§ 掲載本文:
* * * *

ダイアリー・オブ・カントリーミュージック・ライフ

現代カントリー・ミュージックのアルバム・レビューや、カントリー歌手の参考になりそうな情報を紹介しています

ブレイク・シェルトン Blake Shelton - Body Language

2021-05-29 | カントリー(男性)

 

今と時めくメインストリーム・カントリー界の雄、ブレイク・シェルトン。00年代後半から10年代前半の、毎年のようにCMAアワードを獲得(エンターテイナー賞も)していた時期(そしてミランダ・ランバートと夫婦だった時期)によく取り上げてましたが、久々です。近年では、全米ネット番組「The Voice」で共演した元ノー・ダウトのボーカリスト・グウェン・ステファニーと婚約したことがわが国でも報道されていますね。丁度先週取り上げた、アラン・ジャクソンの次の世代の大物として出て来た一人になりますが、そのアランの憂いていたモノが象徴されているアルバムのように感じました。立て続けにこの二人のアルバムがリリースされた事が、象徴的で興味深いです。

 

 

本アルバム、ブレイクの言葉によると、2年前から製作が進んでいていたそうで、ナッシュビルだけでなくオクラホマやロスでの録音が含まれ、コロナ禍のパンデミック中に3曲を追加して完成させたとの事。ほとんどがミディアム曲で、一時期のようなアメリカン・ハード的なサウンドはなく、耳障りが良くリラックスして楽しめるカントリー・ポップ作品と言えると思います。オープニングで目下ヒット中の“Minimum Wage”は特にブレイクお気に入り曲の様で、デモを聴いた瞬間いろいろとアイデアが湧いたそう。彼曰く゛この曲で気に入ってるのが、ピアノのイントロさ゛。一定の巡回コードが続く、ライブで聴きたいノリの良いナンバーです。私見ですが、ローリング・ストーンズの゛悪魔を憐れむ歌゛の、90年代頃のライブバージョンを思い出しました・・・あの巡回コードです。

* * * *

§ 提示項目:
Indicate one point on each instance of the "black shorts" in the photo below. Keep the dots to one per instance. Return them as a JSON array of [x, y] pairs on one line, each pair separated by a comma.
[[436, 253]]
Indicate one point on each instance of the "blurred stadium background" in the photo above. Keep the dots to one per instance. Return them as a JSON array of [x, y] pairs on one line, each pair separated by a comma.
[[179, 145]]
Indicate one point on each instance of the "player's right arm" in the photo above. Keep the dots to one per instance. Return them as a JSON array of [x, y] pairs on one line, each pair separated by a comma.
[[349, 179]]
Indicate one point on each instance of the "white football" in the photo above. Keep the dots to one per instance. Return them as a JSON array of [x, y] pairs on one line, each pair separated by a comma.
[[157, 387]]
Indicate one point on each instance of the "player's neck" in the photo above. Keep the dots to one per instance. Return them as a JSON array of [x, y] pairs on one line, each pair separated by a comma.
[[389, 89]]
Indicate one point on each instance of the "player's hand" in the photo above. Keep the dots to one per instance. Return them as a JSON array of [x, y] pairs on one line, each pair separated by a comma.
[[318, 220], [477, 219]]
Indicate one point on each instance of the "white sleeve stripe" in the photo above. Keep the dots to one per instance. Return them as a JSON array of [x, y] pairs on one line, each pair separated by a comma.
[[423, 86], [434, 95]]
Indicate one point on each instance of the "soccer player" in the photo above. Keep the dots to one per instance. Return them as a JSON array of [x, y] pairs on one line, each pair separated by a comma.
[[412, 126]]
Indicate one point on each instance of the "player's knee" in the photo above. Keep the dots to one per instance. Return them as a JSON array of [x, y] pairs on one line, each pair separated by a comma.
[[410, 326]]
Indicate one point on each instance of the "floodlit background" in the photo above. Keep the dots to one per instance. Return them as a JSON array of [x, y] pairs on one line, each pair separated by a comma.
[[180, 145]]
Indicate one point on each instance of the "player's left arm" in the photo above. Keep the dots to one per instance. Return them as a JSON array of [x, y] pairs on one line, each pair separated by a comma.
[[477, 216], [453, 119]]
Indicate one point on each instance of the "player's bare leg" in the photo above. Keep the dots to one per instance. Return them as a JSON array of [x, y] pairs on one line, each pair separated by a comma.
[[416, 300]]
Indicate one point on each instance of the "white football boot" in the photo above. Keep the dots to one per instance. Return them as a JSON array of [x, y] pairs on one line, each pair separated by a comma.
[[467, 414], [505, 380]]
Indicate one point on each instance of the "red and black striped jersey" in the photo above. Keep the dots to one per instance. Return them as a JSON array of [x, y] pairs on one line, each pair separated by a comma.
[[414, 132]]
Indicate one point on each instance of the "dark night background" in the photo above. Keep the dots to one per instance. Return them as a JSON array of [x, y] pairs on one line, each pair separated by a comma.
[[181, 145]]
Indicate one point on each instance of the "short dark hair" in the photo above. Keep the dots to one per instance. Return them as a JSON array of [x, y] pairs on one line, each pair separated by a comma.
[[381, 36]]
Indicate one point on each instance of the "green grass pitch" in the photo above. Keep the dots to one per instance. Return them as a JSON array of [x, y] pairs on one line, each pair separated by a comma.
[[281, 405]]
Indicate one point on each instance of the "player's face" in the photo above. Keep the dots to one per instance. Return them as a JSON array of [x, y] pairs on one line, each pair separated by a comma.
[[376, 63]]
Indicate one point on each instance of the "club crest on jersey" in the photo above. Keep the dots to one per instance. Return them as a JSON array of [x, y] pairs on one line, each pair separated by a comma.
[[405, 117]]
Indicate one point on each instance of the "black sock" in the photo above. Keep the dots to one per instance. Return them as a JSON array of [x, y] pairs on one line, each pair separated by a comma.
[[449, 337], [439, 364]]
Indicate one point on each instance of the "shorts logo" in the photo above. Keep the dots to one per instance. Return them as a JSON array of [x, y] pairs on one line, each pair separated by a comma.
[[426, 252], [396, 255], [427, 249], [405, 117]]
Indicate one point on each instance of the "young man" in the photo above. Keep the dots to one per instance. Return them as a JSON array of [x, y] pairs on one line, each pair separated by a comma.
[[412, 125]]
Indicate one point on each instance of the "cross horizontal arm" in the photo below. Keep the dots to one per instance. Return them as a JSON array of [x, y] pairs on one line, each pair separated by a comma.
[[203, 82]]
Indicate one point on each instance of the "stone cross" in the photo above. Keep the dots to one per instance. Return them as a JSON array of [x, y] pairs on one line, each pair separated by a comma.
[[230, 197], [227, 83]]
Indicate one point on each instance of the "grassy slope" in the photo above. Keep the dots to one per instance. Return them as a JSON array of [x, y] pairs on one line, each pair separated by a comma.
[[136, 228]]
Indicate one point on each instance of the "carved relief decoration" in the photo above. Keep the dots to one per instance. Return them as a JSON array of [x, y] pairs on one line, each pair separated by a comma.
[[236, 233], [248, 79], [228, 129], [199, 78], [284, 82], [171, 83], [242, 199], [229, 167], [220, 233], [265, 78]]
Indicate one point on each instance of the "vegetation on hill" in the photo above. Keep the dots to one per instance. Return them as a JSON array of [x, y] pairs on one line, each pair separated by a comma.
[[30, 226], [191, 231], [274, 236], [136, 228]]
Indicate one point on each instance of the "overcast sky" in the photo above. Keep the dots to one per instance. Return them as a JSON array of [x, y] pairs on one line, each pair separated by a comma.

* * * *

§ 設問と課題:
(1) ブレイク・シェルトンのアルバム評から、「今と時めくメインストリーム・」から「事が、象徴的で興味深いです。」までの部分を書き写してください。
(2) ブレイク・シェルトンのアルバム評で、本アルバムの録音地として挙げられている地名をすべて列挙してください。
(3) ブレイク・シェルトンのアルバム評を、最後の文に続けて書き進めてください。

§ 回答:
(1)
今と時めくメインストリーム・カントリー界の雄、ブレイク・シェルトン。00年代後半から10年代前半の、毎年のようにCMAアワードを獲得(エンターテイナー賞も)していた時期(そしてミランダ・ランバートと夫婦だった時期)によく取り上げてましたが、久々です。近年では、全米ネット番組「The Voice」で共演した元ノー・ダウトのボーカリスト・グウェン・ステファニーと婚約したことがわが国でも報道されていますね。丁度先週取り上げた、アラン・ジャクソンの次の世代の大物として出て来た一人になりますが、そのアランの憂いていたモノが象徴されているアルバムのように感じました。立て続けにこの二人のアルバムがリリースされた事が、象徴的で興味深いです。

(2) ナッシュビル、オクラホマ、ロス

(3)
タイトル曲の"Body Language"は、何ともブレイクらしいタイトルですが、シンセ音も聴こえるスムーズなポップ曲。「The Voice」でブレイクのチームで登場していたThe Swon Brothersが共作と客演もしています。セクシーなイメージが歌われますが、゛部屋いっぱいに、地獄のように騒々しいよ/何も聞こえないんだ/でも君の言いたいことは分かるよ゛と言う歌詞に、ブレイクはライブでの爆音を思い出して親しみを感じるんだそう。ラフでセクシーとも言われたブレイクでないと歌えない曲ですが、伝統的なカントリーとの接点は、音にも詞にも見当たらないです。

 

意外にもグウェン・ステファニーとデュエットし、既にNo1になっている“Happy Anywhere” が、バンジョー音がフィーチャーされた田舎風サウンドで、一番カントリー的になってるのが面白いです。グウェンは、デュエット1曲目のバラード"Nobody But You"同様にコーラスで素直にハーモニーを付けるだけですが、確かに二人の声のミックスは絶妙。グウェン姉さんのハイトーンの切ない声はカントリー的で、その声のモデルは、間違いなくタミー・ワイネットでしょう(そして、グレンがジョージ・ジョーンズ)。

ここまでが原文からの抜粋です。